• **Your task**:
Reproduce the passage from the table-training forum thread below word for word, beginning at "## Selena van" and stopping after "the other topic.".

I used tables constantly from 1991 to 2002. I've trained well over 1000 dogs on tables (under contract), and tested/worked ~ 5000 more dogs.

For those of you wallowing in utter confusion, TABLES ARE NOTHING. They're inert wooden/metal pieces of equipment - which rely *100%* on what the "helper" chooses to do or not do.

Consider this concept: tables are NOT tables - they're ecollars. Anyone who desires can get their hands on them. What they DO with them is the entire issue.

****MOD EDIT****



Steve Leigh


----------



## Connie Sutherland (Mar 27, 2006)

QUOTE: Anyone who desires can get their hands on them. What they DO with them is the entire issue. END

Good point, IMO, and one that's probably true of every training tool in existence.

P.S. Welcome!


----------



## Mike Schoonbrood (Mar 27, 2006)

Welcome to the forum Steve, I've viewed your website many times in the past 

Now, since this is a touchy subject for some people, I don't have to tell everyone to keep it civil (people civil not dog civil :lol, so no name calling or slander, just good quality discussion. I'm hoping that perhaps this thread can educate those of us who know little about table training and perhaps become a reference for those who don't know what it's all about... whatever the consensus will be.


----------



## Selena van Leeuwen (Mar 29, 2006)

Oke, seen the vids and didn´t read the other **** edit to my own post: also mods have to stay civil...helaas...rare jongens die amerikanen.. ( :roll: :roll: geezzz pleazzz let both sides get a live...). For me this use of the table is like the one Jerry and Gregg discribed in the other thread, just another way to agitate, like poal(?) work..nothing wrong with this..just like I said in the other topic.


----------



## Jerry Lyda (Apr 4, 2006)

I've seen them and what do you mean by (wrecked ) ???


----------



## Woody Taylor (Mar 28, 2006)

Jerry Lyda said:


> I've seen them and what do you mean by (wrecked ) ???


I think that was just sarcasm on his part, Jerry. :wink:


----------



## Jerry Lyda (Apr 4, 2006)

I thought so too. What I saw looked good to me. :lol:


----------



## Guest (Jun 1, 2006)

Jerry Lyda said:


> I've seen them and what do you mean by (wrecked ) ???


As I've been accused of "wrecking dogs" ..... the term is pure sarcasm.


----------



## Guest (Jun 1, 2006)

Jerry Lyda said:


> I thought so too. What I saw looked good to me. :lol:


My website analyzer shows every hit - including the videos.

I'm sorry to see that none of the table videos have been viewed today ....

I'm sincere - I'd like *anyone, anywhere* to watch them, and tell me what I'm doing wrong.

I've even got one of my own 10 week old puppy - on the round table - biting AND outing on his 3rd session - with no corrections whatsoever.

I'm listening ........


Steve


----------



## Woody Taylor (Mar 28, 2006)

• **Stored data**:
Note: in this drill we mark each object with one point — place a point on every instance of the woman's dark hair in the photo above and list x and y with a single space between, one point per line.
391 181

• **Expected answer**:
## Selena van Leeuwen (Mar 29, 2006)

Oke, seen the vids and didn´t read the other **** edit to my own post: also mods have to stay civil...helaas...rare jongens die amerikanen.. ( :roll: :roll: geezzz pleazzz let both sides get a live...). For me this use of the table is like the one Jerry and Gregg discribed in the other thread, just another way to agitate, like poal(?) work..nothing wrong with this..just like I said in the other topic.